Present the data below as a numbered list, from the line containing "Question. For every instance of the mustard" through the line containing "Question. For every instance of the chili-topped". Skip blank lines and leave the pictures out.

[start]

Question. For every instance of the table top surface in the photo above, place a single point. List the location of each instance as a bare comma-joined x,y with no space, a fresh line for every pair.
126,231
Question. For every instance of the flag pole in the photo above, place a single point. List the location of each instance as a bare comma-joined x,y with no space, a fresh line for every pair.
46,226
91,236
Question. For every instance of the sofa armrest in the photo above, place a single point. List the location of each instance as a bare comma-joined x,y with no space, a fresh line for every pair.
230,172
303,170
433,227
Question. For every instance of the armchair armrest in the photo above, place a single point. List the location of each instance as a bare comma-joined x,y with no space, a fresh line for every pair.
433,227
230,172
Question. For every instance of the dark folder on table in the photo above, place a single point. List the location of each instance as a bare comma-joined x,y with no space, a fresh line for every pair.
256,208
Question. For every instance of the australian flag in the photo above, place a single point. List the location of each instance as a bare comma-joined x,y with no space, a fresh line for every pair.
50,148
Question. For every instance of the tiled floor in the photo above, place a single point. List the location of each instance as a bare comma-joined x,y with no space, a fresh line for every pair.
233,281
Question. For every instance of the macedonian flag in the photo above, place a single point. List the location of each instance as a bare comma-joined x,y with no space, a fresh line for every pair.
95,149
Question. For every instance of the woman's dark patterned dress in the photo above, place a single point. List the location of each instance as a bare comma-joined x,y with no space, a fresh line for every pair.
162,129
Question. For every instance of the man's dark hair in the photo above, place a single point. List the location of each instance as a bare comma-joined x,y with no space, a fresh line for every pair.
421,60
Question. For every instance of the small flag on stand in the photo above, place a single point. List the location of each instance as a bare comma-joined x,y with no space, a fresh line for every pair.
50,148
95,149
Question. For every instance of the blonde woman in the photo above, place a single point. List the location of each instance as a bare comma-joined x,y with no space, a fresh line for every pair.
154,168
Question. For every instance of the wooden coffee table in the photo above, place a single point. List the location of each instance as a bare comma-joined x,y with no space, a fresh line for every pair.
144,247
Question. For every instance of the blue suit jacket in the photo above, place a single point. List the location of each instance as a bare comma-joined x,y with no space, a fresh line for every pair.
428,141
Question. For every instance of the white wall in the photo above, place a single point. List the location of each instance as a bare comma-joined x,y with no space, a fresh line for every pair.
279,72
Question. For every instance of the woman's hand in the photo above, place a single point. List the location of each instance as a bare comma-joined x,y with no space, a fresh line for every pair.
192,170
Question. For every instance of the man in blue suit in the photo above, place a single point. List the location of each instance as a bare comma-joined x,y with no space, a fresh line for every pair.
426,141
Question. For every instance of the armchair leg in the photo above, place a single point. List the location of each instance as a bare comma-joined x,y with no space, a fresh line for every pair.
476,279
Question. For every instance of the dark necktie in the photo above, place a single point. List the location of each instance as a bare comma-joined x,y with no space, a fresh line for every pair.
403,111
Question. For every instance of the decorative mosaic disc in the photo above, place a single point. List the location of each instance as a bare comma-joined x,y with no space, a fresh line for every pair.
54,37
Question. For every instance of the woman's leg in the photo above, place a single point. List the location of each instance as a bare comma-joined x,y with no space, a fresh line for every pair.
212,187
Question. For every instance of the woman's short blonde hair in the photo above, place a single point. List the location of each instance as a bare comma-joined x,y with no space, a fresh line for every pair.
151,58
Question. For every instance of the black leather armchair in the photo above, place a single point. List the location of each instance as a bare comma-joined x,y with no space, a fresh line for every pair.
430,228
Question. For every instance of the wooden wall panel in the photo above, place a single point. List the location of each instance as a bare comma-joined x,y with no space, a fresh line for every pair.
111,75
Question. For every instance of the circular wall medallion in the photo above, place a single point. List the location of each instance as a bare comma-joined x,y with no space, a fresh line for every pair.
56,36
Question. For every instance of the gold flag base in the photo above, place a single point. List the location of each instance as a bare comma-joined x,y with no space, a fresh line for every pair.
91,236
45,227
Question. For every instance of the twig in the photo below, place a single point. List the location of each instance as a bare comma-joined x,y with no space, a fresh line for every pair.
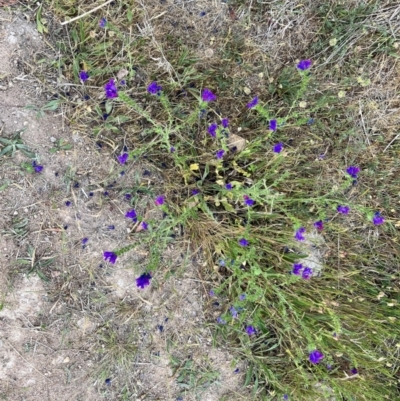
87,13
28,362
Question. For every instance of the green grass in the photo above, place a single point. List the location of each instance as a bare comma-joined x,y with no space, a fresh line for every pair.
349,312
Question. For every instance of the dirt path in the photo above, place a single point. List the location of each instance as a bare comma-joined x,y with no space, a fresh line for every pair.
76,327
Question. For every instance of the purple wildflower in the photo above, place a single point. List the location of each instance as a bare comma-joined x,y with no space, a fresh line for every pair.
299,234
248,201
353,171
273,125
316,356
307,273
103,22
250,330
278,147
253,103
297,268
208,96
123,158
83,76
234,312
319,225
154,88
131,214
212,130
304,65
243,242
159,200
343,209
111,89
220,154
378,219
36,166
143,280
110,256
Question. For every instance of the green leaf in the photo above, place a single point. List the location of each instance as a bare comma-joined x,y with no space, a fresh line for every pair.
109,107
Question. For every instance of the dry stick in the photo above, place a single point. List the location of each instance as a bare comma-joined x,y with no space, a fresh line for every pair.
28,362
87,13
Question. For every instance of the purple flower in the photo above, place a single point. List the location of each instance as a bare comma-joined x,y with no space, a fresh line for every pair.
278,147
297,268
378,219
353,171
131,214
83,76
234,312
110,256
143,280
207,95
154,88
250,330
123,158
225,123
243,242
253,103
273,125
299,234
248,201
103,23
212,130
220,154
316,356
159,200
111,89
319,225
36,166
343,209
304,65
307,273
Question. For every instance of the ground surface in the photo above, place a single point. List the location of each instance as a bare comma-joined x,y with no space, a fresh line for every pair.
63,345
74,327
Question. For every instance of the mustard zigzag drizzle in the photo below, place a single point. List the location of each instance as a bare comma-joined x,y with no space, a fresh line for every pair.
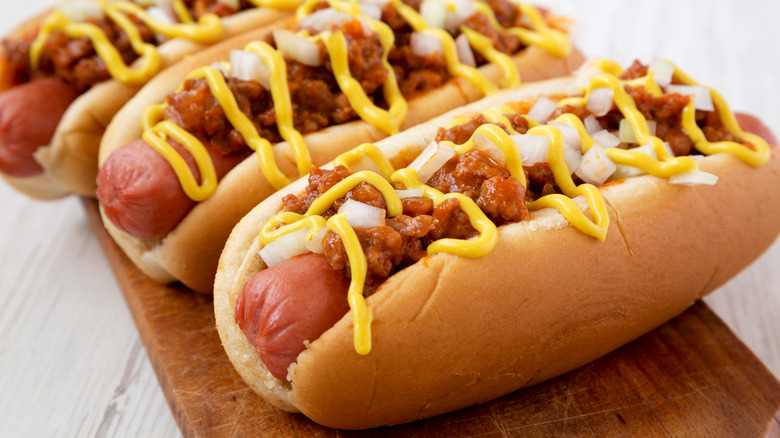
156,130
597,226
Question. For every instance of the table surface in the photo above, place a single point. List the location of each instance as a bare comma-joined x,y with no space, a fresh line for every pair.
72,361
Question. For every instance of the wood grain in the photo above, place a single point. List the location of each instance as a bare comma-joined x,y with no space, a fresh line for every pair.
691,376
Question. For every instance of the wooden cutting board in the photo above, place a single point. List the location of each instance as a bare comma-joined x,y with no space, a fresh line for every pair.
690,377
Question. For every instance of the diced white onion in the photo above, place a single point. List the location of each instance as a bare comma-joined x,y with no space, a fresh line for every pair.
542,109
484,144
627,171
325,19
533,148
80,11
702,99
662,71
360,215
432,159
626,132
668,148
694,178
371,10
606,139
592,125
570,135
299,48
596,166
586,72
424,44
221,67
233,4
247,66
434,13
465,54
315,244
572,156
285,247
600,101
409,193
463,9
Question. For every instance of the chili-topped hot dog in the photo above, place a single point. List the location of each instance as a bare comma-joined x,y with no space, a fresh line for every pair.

[end]
[start]

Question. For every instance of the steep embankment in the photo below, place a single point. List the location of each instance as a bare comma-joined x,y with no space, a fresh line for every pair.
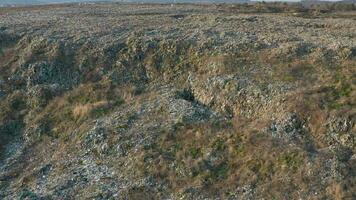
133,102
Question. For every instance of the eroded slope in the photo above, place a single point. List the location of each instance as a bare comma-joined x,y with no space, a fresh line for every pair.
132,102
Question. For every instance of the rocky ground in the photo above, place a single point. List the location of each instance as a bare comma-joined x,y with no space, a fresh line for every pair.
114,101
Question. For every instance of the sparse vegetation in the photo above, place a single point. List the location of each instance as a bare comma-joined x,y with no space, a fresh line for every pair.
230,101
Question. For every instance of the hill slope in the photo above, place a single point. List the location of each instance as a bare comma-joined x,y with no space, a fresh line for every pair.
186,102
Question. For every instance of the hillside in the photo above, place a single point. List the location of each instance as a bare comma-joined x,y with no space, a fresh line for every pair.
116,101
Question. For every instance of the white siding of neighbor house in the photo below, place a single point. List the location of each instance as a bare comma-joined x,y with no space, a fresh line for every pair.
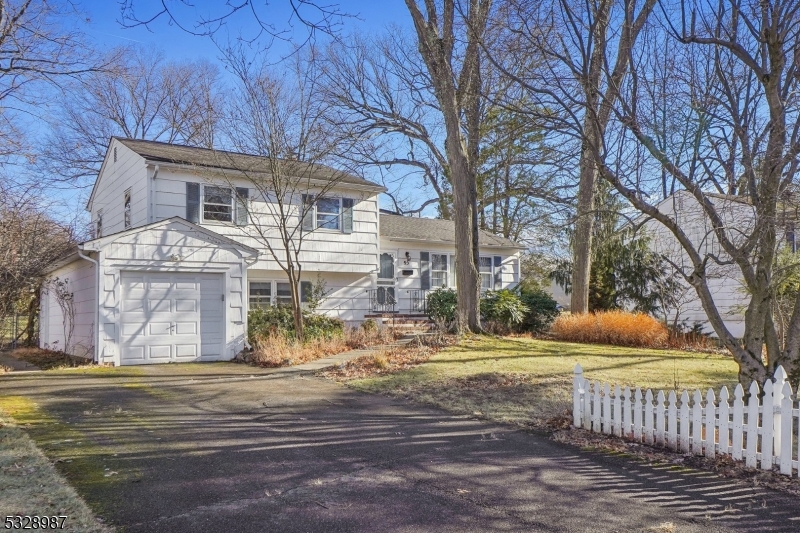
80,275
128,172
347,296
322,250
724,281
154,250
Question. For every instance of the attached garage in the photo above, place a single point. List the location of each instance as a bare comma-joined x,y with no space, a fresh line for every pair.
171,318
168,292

[end]

Exercise answer:
1. Question. For every instance of the mustard zigzag drizzle in the photo below, place a single point. List the location of each instance as a bare comma-joined x,y with no space, a fresh line for every pair.
2. 156,130
3. 597,226
4. Question. For every instance of the table surface in the photo above, place a single point. List the location of each instance as a bare comma-joined x,y with no space, a fresh line for every pair.
5. 72,361
6. Question. For every instance of the wood grain in the photo above, place a single point. List the location of each instance as a bare comma-joined x,y with no space, a fresh line for every pair.
7. 691,376
8. Question. For every instance of the wooden cutting board in the photo above, place a single point. List the location of each instance as a bare comma-joined x,y with no space, a fresh line for every pair.
9. 690,377
10. Question. For every instance of the diced white onion in the photo above, place a single point. List the location of each instance as a bare comma-joined x,y with no space, a fresh line for every pair.
11. 542,109
12. 484,144
13. 627,171
14. 325,19
15. 533,148
16. 80,11
17. 702,99
18. 662,71
19. 360,215
20. 432,159
21. 626,132
22. 668,148
23. 694,178
24. 371,10
25. 606,139
26. 592,125
27. 570,135
28. 299,48
29. 596,166
30. 586,72
31. 424,44
32. 221,67
33. 233,4
34. 247,66
35. 434,13
36. 465,54
37. 315,244
38. 572,156
39. 285,247
40. 600,101
41. 409,193
42. 463,9
43. Question. For every instance of the chili-topped hot dog in the photo above, place a single point. List the location of each instance as a bare comma-joined x,y with no space, a fresh line for every pair.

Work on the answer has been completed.